● Task description
Every line from the one with "Task: point to each instance of the wooden utility" through the end of the entries below should be written out exactly; the pictures should not.

Data items

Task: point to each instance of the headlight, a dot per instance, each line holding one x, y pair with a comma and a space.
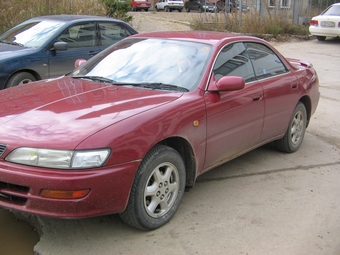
64, 159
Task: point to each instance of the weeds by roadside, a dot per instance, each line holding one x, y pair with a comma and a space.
268, 26
13, 12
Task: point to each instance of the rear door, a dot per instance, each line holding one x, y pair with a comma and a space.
234, 118
280, 89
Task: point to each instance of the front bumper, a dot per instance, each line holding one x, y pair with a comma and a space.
20, 188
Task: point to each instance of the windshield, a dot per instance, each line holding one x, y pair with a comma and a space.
334, 10
140, 61
31, 34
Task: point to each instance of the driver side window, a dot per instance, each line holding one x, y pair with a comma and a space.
233, 60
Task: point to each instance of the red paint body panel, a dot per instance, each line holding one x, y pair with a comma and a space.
75, 114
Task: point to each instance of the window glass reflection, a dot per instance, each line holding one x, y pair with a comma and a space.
233, 60
151, 61
32, 34
266, 63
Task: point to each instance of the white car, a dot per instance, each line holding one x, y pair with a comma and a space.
170, 5
327, 24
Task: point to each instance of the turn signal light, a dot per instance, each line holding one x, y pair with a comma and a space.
64, 194
314, 23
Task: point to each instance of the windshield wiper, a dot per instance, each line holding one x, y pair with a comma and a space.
154, 85
12, 43
95, 78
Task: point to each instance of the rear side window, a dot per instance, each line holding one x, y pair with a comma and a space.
79, 36
233, 60
111, 33
265, 62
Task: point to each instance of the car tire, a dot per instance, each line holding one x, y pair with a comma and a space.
20, 79
295, 133
321, 38
157, 190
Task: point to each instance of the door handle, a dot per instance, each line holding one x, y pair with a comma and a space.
92, 53
294, 85
257, 97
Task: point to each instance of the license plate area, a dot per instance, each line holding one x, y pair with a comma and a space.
327, 24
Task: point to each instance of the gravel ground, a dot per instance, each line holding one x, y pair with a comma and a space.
161, 21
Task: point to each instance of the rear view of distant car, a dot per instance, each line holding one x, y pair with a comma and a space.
327, 24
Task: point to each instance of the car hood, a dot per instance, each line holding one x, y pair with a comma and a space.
10, 51
63, 112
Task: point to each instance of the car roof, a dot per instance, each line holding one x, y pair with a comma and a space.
67, 18
209, 37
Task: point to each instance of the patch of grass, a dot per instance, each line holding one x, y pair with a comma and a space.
13, 12
265, 26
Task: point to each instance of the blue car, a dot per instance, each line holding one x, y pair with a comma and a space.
47, 47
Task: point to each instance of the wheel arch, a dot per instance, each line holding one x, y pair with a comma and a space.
308, 105
184, 148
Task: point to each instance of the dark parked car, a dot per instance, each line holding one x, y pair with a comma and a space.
132, 128
200, 6
138, 5
47, 47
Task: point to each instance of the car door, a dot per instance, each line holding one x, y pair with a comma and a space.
161, 4
82, 43
234, 118
280, 89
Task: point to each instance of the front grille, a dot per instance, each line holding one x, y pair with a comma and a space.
14, 194
2, 149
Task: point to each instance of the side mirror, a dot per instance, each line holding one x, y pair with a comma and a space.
79, 62
60, 46
227, 83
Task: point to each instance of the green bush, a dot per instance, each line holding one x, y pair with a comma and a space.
13, 12
118, 10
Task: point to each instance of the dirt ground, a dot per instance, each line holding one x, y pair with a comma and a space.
264, 202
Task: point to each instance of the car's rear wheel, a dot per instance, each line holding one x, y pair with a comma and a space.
157, 190
295, 132
321, 38
20, 79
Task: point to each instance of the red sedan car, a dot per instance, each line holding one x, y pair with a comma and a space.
131, 129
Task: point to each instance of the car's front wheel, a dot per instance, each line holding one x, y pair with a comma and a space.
295, 132
20, 79
157, 190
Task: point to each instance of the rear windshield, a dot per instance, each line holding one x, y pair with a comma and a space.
333, 10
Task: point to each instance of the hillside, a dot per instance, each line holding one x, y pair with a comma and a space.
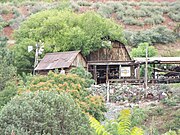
141, 20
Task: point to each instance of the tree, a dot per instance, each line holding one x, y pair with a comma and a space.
140, 51
43, 112
64, 31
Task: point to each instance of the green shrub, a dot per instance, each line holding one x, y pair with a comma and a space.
122, 126
138, 116
105, 11
129, 20
8, 92
153, 36
174, 16
149, 21
84, 3
116, 6
120, 15
158, 19
71, 84
43, 112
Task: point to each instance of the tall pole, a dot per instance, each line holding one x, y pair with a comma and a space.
146, 70
36, 58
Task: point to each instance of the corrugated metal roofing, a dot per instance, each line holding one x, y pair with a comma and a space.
164, 59
57, 60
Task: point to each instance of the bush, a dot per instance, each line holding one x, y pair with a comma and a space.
149, 21
120, 15
153, 36
130, 20
43, 112
174, 16
84, 3
105, 11
122, 126
7, 93
71, 84
158, 19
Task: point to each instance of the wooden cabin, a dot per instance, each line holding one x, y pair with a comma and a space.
111, 63
61, 61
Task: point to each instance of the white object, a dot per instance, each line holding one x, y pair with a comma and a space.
62, 71
41, 49
30, 48
125, 71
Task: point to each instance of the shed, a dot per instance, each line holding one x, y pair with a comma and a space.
111, 63
61, 60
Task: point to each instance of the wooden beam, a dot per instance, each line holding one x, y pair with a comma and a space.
107, 72
95, 74
119, 71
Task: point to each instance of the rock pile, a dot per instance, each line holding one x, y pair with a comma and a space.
130, 93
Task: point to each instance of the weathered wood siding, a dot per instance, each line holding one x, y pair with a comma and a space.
118, 52
79, 61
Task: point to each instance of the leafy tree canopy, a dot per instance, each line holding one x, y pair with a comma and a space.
140, 51
63, 31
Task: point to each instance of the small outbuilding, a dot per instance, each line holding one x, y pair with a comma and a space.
61, 61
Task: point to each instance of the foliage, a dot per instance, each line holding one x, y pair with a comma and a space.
7, 70
139, 115
43, 112
72, 84
170, 132
8, 92
153, 36
140, 51
63, 31
120, 127
81, 72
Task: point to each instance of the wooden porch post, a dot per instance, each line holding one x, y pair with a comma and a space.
95, 74
107, 71
119, 71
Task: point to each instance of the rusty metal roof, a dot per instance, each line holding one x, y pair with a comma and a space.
57, 60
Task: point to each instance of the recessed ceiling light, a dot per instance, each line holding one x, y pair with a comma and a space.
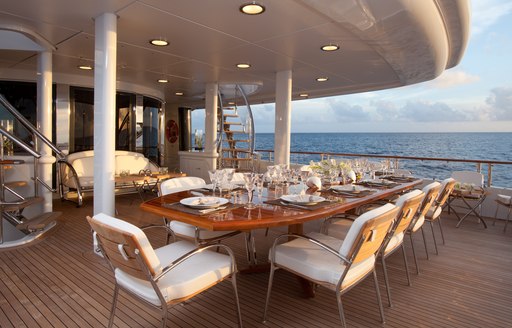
85, 67
252, 8
159, 42
330, 47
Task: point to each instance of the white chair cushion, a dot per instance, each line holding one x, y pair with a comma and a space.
339, 229
131, 163
419, 223
129, 228
197, 273
504, 199
310, 260
358, 224
188, 230
433, 213
394, 242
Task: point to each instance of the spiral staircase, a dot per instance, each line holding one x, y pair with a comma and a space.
235, 128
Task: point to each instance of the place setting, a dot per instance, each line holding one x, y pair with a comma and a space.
351, 190
201, 205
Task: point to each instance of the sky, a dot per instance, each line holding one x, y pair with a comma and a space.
474, 96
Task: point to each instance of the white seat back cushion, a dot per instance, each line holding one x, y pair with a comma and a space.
310, 260
352, 234
131, 163
180, 184
146, 248
197, 273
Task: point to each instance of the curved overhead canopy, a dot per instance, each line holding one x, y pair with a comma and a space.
382, 43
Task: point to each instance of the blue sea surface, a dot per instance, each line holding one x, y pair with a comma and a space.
469, 146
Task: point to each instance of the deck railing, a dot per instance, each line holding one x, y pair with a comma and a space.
427, 167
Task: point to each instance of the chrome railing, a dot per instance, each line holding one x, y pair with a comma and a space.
428, 167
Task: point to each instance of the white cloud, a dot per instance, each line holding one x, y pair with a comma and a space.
486, 13
453, 78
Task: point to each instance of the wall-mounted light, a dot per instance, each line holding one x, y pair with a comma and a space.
330, 47
252, 8
159, 42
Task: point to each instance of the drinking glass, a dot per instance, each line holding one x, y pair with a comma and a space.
214, 179
249, 179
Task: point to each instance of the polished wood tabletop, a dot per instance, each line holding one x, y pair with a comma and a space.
265, 215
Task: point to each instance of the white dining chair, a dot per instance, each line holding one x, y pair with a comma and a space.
335, 264
184, 230
431, 192
159, 277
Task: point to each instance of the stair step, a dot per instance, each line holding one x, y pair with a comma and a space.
39, 222
11, 162
21, 204
14, 184
237, 150
236, 159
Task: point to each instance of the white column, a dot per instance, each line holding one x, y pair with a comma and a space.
105, 52
210, 120
44, 119
283, 117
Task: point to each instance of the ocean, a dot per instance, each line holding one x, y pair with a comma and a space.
469, 146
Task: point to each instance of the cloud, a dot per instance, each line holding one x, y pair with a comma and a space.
423, 111
486, 13
500, 103
453, 78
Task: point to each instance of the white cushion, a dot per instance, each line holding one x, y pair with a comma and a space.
394, 242
310, 260
145, 246
131, 163
188, 230
358, 224
197, 273
504, 199
339, 229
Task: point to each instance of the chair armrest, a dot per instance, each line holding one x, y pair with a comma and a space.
311, 240
193, 252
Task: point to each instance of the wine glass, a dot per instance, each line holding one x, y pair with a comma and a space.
214, 179
249, 180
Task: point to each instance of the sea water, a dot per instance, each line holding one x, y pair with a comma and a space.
469, 146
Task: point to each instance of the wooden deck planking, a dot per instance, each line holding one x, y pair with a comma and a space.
59, 282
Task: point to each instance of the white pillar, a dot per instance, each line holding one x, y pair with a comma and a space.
283, 117
210, 120
105, 52
44, 119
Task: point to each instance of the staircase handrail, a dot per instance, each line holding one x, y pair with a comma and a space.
19, 142
30, 127
249, 110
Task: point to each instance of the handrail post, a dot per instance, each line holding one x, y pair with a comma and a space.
489, 174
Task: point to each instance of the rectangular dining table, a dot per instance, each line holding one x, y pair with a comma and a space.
269, 215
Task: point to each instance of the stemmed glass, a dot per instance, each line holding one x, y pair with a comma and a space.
260, 180
214, 179
250, 179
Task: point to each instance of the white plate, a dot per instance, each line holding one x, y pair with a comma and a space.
302, 199
349, 188
204, 202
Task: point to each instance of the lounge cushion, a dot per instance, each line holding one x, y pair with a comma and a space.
195, 274
308, 259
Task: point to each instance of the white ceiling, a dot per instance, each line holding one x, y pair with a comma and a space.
384, 43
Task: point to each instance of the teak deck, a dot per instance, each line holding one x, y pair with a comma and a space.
58, 282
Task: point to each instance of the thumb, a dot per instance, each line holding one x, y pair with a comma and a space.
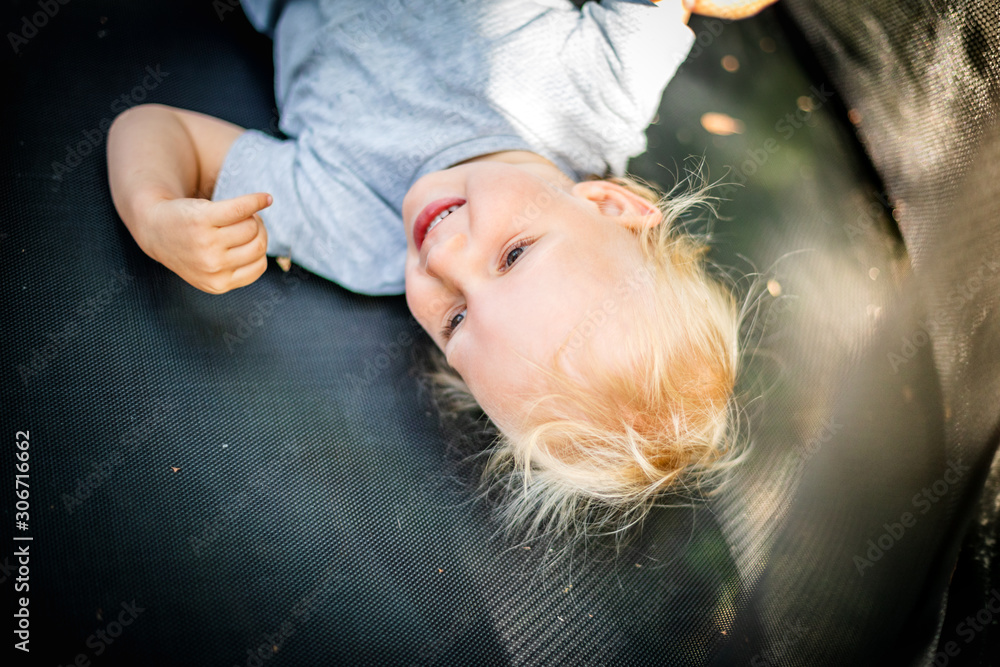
237, 209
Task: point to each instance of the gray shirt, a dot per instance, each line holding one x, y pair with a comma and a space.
375, 94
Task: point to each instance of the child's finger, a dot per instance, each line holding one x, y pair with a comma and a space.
727, 9
246, 274
249, 252
239, 233
229, 211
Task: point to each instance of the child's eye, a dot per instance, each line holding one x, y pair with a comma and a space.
452, 324
515, 252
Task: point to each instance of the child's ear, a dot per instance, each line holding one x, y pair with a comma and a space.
627, 208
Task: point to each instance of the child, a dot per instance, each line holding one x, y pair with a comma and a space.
445, 147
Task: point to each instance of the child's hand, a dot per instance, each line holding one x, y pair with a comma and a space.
726, 9
214, 246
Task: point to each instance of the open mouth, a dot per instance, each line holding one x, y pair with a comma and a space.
432, 214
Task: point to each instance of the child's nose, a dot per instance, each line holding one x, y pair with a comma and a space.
446, 257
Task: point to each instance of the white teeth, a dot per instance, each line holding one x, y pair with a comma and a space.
441, 216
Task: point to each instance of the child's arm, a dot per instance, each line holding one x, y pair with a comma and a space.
162, 166
726, 9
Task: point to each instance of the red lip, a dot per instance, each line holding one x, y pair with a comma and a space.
431, 211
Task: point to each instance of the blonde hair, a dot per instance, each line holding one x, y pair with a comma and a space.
600, 447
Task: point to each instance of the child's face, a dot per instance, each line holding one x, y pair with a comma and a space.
519, 265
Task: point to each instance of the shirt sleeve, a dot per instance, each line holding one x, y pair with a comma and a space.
323, 215
633, 48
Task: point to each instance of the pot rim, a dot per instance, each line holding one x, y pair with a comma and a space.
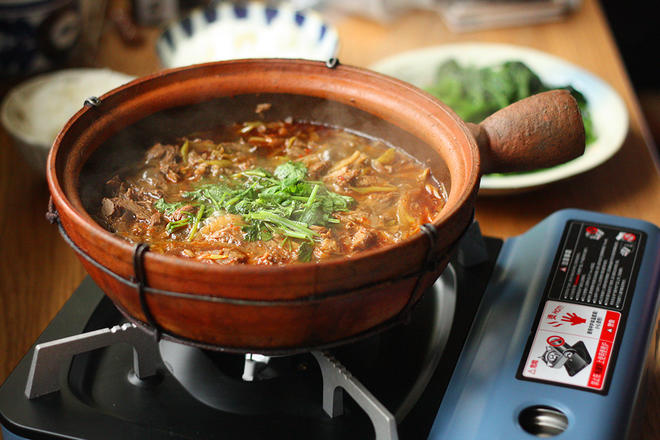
454, 204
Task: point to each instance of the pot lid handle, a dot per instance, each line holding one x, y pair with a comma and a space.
540, 131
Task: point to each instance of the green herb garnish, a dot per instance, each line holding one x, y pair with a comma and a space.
282, 202
476, 93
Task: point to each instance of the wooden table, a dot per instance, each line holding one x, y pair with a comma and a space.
39, 272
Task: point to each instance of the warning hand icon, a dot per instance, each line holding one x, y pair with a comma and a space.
573, 319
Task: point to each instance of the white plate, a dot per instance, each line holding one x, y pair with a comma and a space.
607, 109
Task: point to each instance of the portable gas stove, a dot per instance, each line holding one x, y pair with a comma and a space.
545, 334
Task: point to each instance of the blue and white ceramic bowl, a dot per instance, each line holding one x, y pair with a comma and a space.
253, 30
37, 35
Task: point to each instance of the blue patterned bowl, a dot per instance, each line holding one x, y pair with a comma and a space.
37, 35
253, 30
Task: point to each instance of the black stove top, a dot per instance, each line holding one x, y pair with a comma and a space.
200, 394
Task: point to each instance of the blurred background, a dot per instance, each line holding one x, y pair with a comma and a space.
38, 36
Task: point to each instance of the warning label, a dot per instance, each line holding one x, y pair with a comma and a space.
582, 315
595, 266
572, 345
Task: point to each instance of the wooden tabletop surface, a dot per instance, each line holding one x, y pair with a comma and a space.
38, 271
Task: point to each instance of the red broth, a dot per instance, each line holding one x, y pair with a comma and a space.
270, 193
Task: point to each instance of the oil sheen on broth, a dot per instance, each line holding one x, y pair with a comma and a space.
270, 193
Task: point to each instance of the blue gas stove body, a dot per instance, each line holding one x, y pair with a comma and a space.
560, 341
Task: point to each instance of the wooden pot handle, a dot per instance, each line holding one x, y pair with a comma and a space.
536, 132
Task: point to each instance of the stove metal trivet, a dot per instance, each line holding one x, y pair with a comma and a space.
49, 357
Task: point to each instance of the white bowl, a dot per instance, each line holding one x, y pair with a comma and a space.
252, 30
34, 111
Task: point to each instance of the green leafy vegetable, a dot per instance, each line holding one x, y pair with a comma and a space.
282, 202
476, 93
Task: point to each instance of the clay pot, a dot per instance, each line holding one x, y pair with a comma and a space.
289, 307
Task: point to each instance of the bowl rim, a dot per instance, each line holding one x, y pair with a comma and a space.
29, 85
461, 192
164, 45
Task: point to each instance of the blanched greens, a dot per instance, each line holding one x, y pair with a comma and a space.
475, 93
282, 202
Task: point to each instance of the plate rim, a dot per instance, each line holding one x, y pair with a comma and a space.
596, 154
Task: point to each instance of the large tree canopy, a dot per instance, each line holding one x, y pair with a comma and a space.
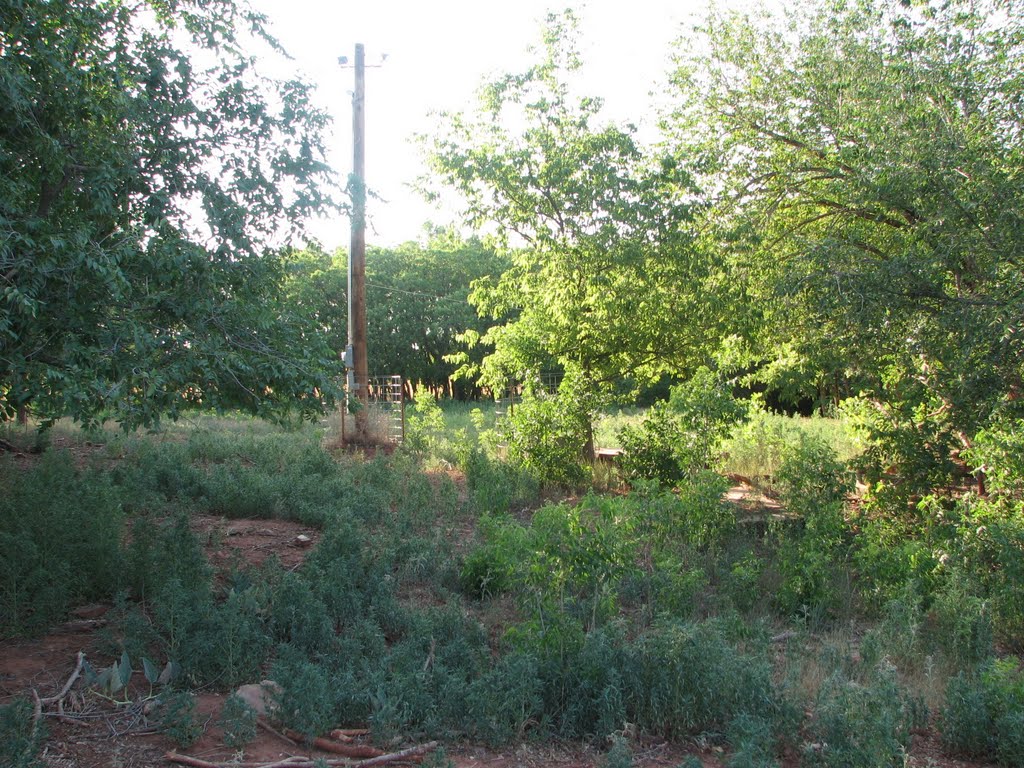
601, 285
147, 172
867, 160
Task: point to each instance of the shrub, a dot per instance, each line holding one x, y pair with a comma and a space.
860, 725
984, 713
59, 542
238, 721
812, 485
683, 434
547, 434
19, 739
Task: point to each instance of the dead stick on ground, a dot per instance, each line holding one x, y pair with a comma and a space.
297, 762
185, 760
269, 729
379, 760
412, 751
71, 681
350, 751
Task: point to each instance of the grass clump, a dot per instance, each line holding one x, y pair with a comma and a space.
20, 740
984, 713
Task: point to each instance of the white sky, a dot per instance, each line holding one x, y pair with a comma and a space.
438, 52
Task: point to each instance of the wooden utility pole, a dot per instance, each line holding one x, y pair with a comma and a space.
357, 252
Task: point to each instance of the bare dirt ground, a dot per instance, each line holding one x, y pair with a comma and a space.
87, 730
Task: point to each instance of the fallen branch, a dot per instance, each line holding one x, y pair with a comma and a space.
298, 762
349, 751
193, 762
411, 752
270, 729
347, 734
71, 681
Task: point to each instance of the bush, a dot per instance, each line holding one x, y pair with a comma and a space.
684, 434
19, 740
861, 725
546, 434
984, 713
811, 484
59, 542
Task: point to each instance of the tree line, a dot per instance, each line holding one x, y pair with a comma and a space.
833, 210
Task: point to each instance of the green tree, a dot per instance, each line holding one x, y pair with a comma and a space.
601, 285
865, 159
147, 172
417, 301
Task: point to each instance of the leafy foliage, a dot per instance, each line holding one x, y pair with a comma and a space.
147, 169
983, 713
862, 156
594, 290
684, 434
417, 303
20, 740
59, 542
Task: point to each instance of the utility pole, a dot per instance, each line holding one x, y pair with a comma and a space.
359, 378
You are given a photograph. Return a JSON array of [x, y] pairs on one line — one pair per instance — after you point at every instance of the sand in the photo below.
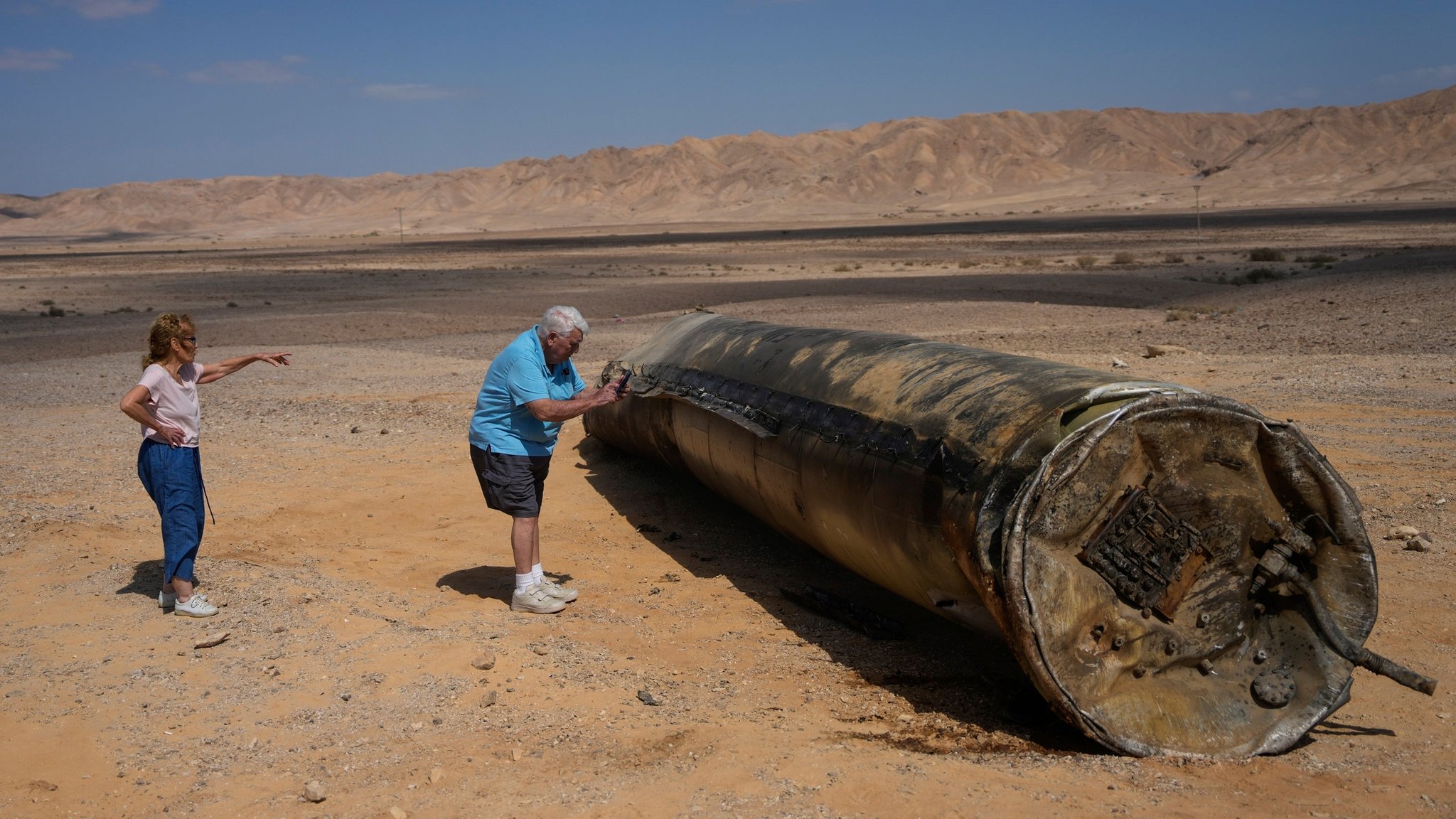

● Result of this exercise
Task: point to each instance of the wooden utility pole, a dot per instance, each line holding one x, y pair with a comma and a space.
357, 252
Task: point to each instance of the bare dirt ground, a dot per instance, each line holding one x, y pair with a comma and a space.
87, 730
Task: point to each instance of the fallen branch, a dot per instance, each line holding one x, y pair with a comma and a space.
298, 762
349, 751
193, 762
411, 752
270, 729
347, 734
71, 681
Task: point to each instance of the bush, a dot per instance, each line holding one x, y pair with a comma and a space.
684, 434
19, 740
861, 725
546, 434
984, 713
811, 484
59, 542
Task: point to each instance of the tree line, a dot per instance, each line holding one x, y pair with a comma and a space.
833, 210
Task: point to each instance of the green tree, a dot per instance, each line holding one x, y pair with a comma and a space.
601, 285
865, 159
147, 172
417, 301
Task: point to each instance of the leafy foliage, a dot per instance, each line holding one x, y pair with a comma and a space.
147, 169
983, 713
862, 156
594, 290
684, 434
417, 303
20, 740
59, 542
Task: point to each instance of the utility pole, a dot per instance, each line holding one x, y pair with a comma and a space.
359, 378
You are given a photograph. Return a JSON array of [x, y] pairs on one line — one pair per instance — after you point at every instance of the sand in the photo below.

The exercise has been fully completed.